TASK INSTRUCTIONS: Rewrite the records in the stretch from the line containing "Could you spot the blue sky" through the line containing "(1228, 423)", requests included, and scale every point coordinate in the answers by 1.6, rounding to whole numbers with halves rounded up. Return only those lines.

[Records in a dataset]
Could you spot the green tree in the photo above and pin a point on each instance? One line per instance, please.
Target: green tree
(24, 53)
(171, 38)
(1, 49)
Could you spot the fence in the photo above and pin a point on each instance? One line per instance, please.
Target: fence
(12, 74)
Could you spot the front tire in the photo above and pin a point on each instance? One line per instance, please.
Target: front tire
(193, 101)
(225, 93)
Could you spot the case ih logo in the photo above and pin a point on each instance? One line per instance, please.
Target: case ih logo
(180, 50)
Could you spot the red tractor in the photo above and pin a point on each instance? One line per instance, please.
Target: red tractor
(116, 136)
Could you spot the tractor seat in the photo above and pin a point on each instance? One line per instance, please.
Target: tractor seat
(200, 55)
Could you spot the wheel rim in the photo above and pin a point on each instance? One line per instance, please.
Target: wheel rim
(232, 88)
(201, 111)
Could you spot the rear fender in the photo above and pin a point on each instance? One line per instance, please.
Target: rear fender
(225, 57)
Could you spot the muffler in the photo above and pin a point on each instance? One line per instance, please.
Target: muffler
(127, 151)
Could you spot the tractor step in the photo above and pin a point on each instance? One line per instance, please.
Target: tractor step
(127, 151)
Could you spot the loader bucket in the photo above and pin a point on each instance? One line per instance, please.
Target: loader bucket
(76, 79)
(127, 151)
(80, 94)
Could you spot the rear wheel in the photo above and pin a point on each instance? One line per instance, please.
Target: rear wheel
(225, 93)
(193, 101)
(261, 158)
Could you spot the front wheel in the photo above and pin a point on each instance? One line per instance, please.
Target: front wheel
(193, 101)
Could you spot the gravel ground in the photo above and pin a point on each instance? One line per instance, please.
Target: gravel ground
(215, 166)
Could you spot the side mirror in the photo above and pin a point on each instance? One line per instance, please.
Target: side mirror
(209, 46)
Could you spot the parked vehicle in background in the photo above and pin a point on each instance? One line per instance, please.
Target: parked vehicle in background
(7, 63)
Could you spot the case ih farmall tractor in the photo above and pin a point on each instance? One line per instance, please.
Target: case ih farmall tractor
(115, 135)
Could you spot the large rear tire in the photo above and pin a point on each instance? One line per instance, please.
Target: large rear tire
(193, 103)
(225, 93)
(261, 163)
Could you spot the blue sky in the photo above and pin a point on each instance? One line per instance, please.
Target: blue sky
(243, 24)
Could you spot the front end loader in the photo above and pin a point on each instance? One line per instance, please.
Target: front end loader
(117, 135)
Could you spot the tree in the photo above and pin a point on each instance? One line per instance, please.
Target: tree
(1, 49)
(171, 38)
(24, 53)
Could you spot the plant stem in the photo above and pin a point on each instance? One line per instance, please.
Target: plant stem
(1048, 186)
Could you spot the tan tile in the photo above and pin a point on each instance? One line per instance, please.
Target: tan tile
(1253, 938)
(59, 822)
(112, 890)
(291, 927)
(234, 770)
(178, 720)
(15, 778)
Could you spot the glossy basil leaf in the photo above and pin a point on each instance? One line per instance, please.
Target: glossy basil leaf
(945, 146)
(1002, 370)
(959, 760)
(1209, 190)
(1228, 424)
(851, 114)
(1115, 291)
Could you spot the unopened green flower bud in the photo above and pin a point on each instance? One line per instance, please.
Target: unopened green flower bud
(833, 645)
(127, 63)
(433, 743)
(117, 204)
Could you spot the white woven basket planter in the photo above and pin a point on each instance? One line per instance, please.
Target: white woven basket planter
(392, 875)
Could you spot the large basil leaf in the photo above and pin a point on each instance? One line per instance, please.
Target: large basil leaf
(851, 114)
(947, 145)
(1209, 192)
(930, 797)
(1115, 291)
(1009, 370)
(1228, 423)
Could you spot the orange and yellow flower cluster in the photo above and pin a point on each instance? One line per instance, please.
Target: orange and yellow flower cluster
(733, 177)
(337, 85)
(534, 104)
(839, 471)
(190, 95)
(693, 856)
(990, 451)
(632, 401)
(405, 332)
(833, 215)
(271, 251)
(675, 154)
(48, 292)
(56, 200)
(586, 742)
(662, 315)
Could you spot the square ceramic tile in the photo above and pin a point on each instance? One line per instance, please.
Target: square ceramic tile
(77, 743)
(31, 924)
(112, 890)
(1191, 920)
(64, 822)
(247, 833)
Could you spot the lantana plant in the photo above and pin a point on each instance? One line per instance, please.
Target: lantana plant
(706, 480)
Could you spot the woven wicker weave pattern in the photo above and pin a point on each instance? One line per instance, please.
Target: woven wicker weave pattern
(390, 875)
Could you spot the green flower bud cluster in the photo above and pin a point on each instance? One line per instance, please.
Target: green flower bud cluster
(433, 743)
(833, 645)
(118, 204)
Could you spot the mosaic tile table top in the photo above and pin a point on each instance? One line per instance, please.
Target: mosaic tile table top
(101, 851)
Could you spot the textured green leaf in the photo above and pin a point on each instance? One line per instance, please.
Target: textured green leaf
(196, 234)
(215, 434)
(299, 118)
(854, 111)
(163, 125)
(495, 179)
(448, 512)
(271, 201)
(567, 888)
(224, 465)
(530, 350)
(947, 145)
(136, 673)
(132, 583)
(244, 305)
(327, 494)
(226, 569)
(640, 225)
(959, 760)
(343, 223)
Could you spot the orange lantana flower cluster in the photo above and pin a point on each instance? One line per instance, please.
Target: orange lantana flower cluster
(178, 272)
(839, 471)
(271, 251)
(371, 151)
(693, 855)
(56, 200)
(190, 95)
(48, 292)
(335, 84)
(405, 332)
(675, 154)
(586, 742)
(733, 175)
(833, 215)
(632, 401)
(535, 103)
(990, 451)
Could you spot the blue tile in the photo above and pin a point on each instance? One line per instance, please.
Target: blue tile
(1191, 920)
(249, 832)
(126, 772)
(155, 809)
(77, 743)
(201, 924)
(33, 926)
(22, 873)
...
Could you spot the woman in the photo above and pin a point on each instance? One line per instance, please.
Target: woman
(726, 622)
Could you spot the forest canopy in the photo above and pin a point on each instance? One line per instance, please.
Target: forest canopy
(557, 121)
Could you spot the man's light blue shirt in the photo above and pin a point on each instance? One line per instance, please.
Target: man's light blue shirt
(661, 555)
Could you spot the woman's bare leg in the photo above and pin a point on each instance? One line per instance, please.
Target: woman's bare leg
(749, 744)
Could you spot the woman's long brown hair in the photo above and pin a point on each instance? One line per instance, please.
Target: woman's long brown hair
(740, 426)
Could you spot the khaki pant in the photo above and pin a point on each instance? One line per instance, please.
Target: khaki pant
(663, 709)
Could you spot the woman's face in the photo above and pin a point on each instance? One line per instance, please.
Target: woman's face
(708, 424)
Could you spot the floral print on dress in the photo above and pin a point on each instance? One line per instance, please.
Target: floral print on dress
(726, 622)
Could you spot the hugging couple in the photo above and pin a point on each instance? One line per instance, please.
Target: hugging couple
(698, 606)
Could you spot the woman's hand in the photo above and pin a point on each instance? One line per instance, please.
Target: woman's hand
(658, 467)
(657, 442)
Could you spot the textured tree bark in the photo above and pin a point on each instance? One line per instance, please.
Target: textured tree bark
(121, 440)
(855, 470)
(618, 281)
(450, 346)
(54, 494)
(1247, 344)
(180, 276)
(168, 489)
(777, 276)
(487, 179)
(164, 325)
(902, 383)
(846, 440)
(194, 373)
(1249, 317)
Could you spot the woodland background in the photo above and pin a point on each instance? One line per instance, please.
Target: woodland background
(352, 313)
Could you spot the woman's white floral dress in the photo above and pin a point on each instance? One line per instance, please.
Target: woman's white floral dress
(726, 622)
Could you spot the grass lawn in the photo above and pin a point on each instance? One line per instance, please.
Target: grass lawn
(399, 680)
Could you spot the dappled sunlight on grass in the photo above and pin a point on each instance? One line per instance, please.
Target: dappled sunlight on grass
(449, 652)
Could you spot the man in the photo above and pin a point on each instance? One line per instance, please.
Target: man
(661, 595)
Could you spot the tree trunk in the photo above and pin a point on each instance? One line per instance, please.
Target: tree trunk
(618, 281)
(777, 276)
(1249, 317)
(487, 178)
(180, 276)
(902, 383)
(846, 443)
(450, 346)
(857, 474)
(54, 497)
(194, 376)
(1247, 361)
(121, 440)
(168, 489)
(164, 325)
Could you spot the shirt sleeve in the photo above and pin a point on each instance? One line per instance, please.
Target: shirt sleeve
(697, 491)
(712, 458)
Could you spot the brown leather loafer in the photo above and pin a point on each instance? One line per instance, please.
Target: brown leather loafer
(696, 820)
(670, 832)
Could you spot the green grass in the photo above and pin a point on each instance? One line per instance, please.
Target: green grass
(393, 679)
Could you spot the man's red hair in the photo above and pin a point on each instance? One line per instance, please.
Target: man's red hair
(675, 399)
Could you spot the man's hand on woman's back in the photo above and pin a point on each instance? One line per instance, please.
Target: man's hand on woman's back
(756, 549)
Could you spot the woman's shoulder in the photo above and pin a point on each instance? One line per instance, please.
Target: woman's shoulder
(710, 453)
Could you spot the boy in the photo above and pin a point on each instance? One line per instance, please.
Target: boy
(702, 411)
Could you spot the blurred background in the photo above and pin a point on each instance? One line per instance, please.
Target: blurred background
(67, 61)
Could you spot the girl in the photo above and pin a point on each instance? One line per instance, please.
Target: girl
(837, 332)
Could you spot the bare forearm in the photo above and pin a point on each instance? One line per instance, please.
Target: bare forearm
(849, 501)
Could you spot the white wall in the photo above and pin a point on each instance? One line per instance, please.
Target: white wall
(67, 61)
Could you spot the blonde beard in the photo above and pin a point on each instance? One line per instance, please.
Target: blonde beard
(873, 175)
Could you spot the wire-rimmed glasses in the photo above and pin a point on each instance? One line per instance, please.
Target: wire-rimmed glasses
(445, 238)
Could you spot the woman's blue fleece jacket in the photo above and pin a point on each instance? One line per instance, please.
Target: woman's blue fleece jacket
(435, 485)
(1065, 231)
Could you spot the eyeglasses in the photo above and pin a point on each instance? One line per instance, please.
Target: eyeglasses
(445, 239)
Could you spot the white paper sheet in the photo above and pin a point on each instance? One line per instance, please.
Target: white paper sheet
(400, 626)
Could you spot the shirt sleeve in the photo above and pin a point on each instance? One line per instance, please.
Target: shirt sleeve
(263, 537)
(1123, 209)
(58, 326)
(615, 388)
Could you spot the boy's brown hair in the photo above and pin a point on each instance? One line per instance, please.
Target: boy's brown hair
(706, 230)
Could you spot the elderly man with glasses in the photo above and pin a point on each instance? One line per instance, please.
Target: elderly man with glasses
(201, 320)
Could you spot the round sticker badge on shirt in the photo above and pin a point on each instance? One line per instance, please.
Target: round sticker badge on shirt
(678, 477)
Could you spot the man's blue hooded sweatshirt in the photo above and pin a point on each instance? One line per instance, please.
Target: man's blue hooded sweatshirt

RESPONSE TO THIS EXERCISE:
Could you spot the blue sky in the photo above and pin a point on each instance? One line per instance, please.
Target: blue sky
(389, 38)
Could you spot the front end loader in the photo above and pin a point on each instance? One line per instance, please.
Target: front end loader
(187, 216)
Could you spot the tree in the photo above and pin a point on each instance? One line per instance, please.
Target: tree
(2, 78)
(274, 61)
(38, 85)
Could you spot the plant stem in the photo above and pin a point on each instance? One line per instance, please.
Target: plant stem
(1677, 298)
Could you spot the tan tile in the photo above and pin a point on each instance? One line per instance, please.
Target: tan tile
(2005, 1501)
(94, 1315)
(179, 1424)
(466, 1483)
(374, 1232)
(285, 1152)
(24, 1245)
Could you spot the glossy basil leaf in the photo above and pin a point on each instance? One line per instance, please.
Target: glossy basil leaf
(1512, 234)
(1603, 592)
(1534, 1216)
(1934, 304)
(1965, 678)
(1362, 182)
(1784, 466)
Could you spot the unopened green flower bud in the photo above and pin a point on each instance? One line per instance, please.
Target: unopened green flower bud
(1333, 1032)
(203, 101)
(693, 1189)
(187, 326)
Could you spot the white woven basket planter in the photo above and pin a point on each instance? One line per instance, please.
Target: white woven basket planter
(627, 1400)
Could you spot the large basil leaf in the photo above and pin a point on each instance? One line per instance, please.
Target: large basil leaf
(1362, 182)
(1515, 232)
(1934, 307)
(1488, 1275)
(1784, 466)
(1614, 592)
(1965, 677)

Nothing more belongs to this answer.